:: Entries shown ::

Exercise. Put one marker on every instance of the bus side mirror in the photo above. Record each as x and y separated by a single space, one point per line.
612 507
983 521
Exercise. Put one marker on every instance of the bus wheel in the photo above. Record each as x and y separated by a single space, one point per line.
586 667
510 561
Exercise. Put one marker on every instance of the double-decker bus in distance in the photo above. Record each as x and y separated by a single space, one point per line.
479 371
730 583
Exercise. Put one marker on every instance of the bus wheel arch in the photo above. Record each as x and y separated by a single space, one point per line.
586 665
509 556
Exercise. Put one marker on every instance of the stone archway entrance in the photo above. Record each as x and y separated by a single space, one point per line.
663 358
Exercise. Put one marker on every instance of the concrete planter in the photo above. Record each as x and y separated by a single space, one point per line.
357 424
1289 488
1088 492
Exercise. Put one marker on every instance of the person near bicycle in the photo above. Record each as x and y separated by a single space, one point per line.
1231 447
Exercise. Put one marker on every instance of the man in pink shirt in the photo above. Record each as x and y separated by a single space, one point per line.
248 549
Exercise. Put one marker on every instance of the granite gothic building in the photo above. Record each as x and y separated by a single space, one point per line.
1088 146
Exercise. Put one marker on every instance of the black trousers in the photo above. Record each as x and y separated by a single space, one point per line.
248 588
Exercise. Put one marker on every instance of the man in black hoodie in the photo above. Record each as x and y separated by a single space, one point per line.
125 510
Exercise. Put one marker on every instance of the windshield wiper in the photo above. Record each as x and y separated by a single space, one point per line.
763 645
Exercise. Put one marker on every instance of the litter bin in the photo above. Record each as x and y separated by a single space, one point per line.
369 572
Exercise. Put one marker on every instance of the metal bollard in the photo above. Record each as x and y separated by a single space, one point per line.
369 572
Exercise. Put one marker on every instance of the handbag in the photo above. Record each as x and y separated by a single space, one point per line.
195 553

:::

*What needs to be done*
Copy the listing from the line with "Exercise. Put one marker on every instance of the windshield" up to and including its final line, swapping "litter bin" for "trash can" and leaving all else unchanged.

*The solution*
Exercise. Put one marker on every instance of the windshield wiper in the photo above. Record each as x and y separated by a single space, one point per line.
763 645
Exercise. Put one marker on every instance of the trash can in the photo above. Record each as x and y separated by a single space, one point per line.
369 572
Exercise. Put one marker on every instance of the metal bollard in the photo above. Record each as x and y separated by a single space, one point per line.
369 572
Exercise. Put one marker on every instance of the handbag in the photo above. Record each as x and y separated by a single space, one point per line.
195 553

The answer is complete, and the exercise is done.